■ Material:

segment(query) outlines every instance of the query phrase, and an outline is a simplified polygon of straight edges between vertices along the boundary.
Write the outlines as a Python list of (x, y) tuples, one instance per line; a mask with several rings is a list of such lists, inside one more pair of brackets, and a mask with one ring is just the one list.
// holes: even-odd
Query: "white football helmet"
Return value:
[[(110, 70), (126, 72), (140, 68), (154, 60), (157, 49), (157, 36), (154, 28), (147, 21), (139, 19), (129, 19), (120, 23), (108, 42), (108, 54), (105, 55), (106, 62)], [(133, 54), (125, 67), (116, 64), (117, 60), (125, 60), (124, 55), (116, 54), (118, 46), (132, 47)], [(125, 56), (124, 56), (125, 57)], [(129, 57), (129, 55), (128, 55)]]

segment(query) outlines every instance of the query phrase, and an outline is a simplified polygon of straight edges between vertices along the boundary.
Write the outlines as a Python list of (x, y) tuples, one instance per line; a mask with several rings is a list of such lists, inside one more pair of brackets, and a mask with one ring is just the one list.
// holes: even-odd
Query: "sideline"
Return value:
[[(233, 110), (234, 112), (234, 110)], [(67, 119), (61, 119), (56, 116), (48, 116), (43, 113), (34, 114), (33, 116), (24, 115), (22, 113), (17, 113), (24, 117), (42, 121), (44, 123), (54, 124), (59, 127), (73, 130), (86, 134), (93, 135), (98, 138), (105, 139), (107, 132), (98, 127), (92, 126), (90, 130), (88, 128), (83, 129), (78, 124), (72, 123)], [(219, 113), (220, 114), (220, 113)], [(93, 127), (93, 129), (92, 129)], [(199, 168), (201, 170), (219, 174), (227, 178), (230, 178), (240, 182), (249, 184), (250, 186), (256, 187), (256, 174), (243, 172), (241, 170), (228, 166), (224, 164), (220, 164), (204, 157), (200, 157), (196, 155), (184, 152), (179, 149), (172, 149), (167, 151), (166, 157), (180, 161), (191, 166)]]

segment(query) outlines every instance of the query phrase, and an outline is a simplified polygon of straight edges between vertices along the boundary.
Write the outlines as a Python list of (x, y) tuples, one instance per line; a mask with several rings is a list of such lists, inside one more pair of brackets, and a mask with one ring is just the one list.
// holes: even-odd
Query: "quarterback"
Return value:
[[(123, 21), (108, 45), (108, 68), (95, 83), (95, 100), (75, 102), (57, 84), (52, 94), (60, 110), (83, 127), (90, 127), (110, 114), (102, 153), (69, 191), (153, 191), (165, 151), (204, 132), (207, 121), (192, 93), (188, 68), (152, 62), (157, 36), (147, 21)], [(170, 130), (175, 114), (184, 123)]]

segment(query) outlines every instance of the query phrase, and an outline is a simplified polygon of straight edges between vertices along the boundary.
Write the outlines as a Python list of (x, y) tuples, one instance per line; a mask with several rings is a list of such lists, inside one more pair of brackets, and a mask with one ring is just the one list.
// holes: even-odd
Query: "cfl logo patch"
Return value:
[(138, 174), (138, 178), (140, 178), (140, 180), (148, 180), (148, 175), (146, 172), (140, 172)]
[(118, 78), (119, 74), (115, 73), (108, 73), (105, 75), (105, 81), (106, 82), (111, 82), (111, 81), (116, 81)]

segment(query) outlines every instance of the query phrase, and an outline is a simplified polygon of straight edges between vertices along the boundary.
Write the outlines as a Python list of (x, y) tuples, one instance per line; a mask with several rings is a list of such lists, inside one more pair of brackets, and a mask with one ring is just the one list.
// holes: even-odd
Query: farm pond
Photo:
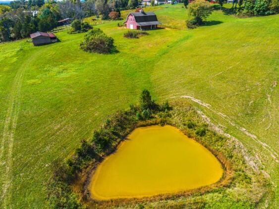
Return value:
[(208, 150), (169, 125), (135, 129), (93, 173), (93, 199), (140, 198), (218, 182), (222, 165)]

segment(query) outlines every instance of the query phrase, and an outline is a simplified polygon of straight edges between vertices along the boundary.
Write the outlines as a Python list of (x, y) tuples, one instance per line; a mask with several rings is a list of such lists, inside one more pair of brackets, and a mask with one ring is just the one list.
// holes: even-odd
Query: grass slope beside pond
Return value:
[(0, 186), (7, 188), (1, 207), (43, 208), (50, 163), (71, 155), (144, 88), (160, 101), (188, 95), (211, 104), (193, 102), (262, 162), (275, 187), (272, 207), (278, 206), (279, 166), (272, 155), (278, 159), (279, 15), (238, 19), (216, 11), (208, 20), (222, 23), (189, 30), (181, 6), (158, 7), (159, 21), (169, 27), (140, 39), (123, 37), (122, 20), (97, 26), (114, 39), (114, 54), (84, 52), (84, 34), (66, 31), (56, 34), (55, 44), (0, 45), (0, 139), (4, 127), (14, 133), (0, 156)]

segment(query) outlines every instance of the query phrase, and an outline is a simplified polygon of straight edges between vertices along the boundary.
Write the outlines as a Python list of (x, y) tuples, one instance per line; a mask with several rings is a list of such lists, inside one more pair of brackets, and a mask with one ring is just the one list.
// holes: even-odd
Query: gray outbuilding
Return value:
[(57, 38), (52, 33), (36, 32), (30, 34), (34, 46), (40, 46), (45, 44), (57, 42)]

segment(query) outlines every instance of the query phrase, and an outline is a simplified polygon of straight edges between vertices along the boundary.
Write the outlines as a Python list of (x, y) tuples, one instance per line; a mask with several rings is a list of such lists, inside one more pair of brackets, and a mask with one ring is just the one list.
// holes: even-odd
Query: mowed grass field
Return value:
[(275, 192), (270, 206), (279, 207), (279, 15), (215, 11), (206, 26), (188, 30), (182, 4), (149, 9), (166, 29), (126, 39), (117, 27), (123, 21), (95, 26), (114, 39), (112, 54), (82, 51), (84, 34), (66, 31), (55, 44), (0, 45), (0, 208), (45, 207), (52, 162), (143, 89), (159, 101), (199, 100), (193, 104), (258, 159)]

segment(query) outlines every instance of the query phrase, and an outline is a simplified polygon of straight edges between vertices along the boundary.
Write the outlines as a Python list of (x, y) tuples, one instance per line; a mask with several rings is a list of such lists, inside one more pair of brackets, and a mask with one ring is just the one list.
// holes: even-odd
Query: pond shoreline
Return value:
[[(134, 128), (130, 131), (130, 134), (136, 128), (154, 125), (160, 125), (160, 121), (158, 119), (155, 119), (139, 123), (139, 124), (137, 124)], [(173, 199), (174, 198), (177, 198), (182, 196), (190, 196), (195, 193), (198, 193), (200, 194), (203, 194), (206, 192), (210, 192), (215, 189), (225, 187), (230, 183), (231, 178), (233, 175), (233, 170), (230, 166), (230, 162), (229, 160), (226, 159), (221, 152), (219, 152), (210, 147), (207, 147), (208, 146), (203, 144), (202, 142), (199, 140), (197, 138), (193, 136), (191, 136), (191, 137), (189, 137), (188, 133), (187, 133), (186, 130), (179, 129), (178, 127), (175, 126), (173, 123), (167, 122), (164, 124), (163, 126), (165, 125), (170, 125), (177, 128), (184, 135), (201, 144), (216, 157), (222, 165), (222, 168), (223, 171), (223, 175), (219, 181), (209, 185), (202, 186), (194, 189), (181, 191), (178, 192), (165, 193), (139, 198), (131, 197), (128, 198), (112, 198), (109, 200), (94, 199), (91, 194), (89, 189), (89, 187), (97, 168), (106, 158), (108, 157), (112, 154), (114, 153), (118, 150), (119, 147), (126, 141), (126, 139), (130, 135), (129, 134), (124, 140), (120, 141), (116, 147), (112, 150), (109, 154), (108, 154), (105, 156), (102, 157), (98, 161), (92, 162), (87, 169), (85, 169), (83, 172), (80, 174), (80, 176), (77, 178), (78, 180), (76, 181), (74, 184), (79, 184), (79, 187), (80, 188), (81, 186), (81, 188), (82, 188), (82, 190), (79, 190), (77, 192), (79, 194), (80, 197), (81, 197), (83, 201), (86, 203), (86, 204), (89, 206), (93, 206), (93, 205), (95, 205), (96, 204), (98, 204), (98, 206), (101, 207), (101, 206), (103, 206), (105, 207), (109, 207), (111, 206), (111, 204), (113, 204), (113, 205), (117, 204), (122, 205), (123, 204), (125, 205), (125, 203), (128, 202), (129, 203), (140, 203), (147, 201), (154, 201), (159, 200), (168, 200)], [(85, 176), (86, 177), (85, 178)], [(81, 181), (78, 180), (80, 180), (81, 179), (83, 179), (83, 181), (82, 180)]]

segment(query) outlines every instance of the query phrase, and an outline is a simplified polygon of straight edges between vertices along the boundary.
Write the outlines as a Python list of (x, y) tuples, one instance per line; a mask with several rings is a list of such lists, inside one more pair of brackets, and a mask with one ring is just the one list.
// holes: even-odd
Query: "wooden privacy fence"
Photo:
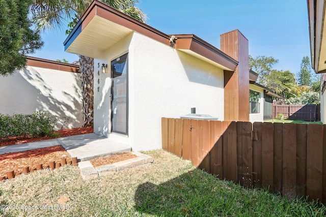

■ Instruction:
Rewrite the lines from the very first one through the line containing "55), (128, 55)]]" as a two-column CSV with the headers text and answer. Give each text and its answer one row, with each field quoted and its line breaks changed to spaces.

■ Solved exercise:
text,answer
"segment(query) outlines every instance of the query phrase, and an outline is a simplified polygon of straight edges between vertices along the boundary. Write the outlines as a Python list of (x, y) tuples, one instance per line; a mask with several rings is a list of such lists, inside one more pair of brackets, and a mask with one ring is just the one list. // holes: even-odd Query: ""white football helmet"" Return value:","[[(110, 70), (126, 72), (140, 68), (154, 60), (157, 49), (157, 36), (154, 28), (147, 21), (139, 19), (129, 19), (120, 23), (108, 42), (108, 54), (105, 55), (106, 62)], [(133, 54), (125, 67), (116, 64), (117, 60), (125, 60), (124, 55), (116, 54), (118, 46), (132, 47)], [(125, 56), (124, 56), (125, 57)], [(129, 57), (129, 55), (128, 55)]]"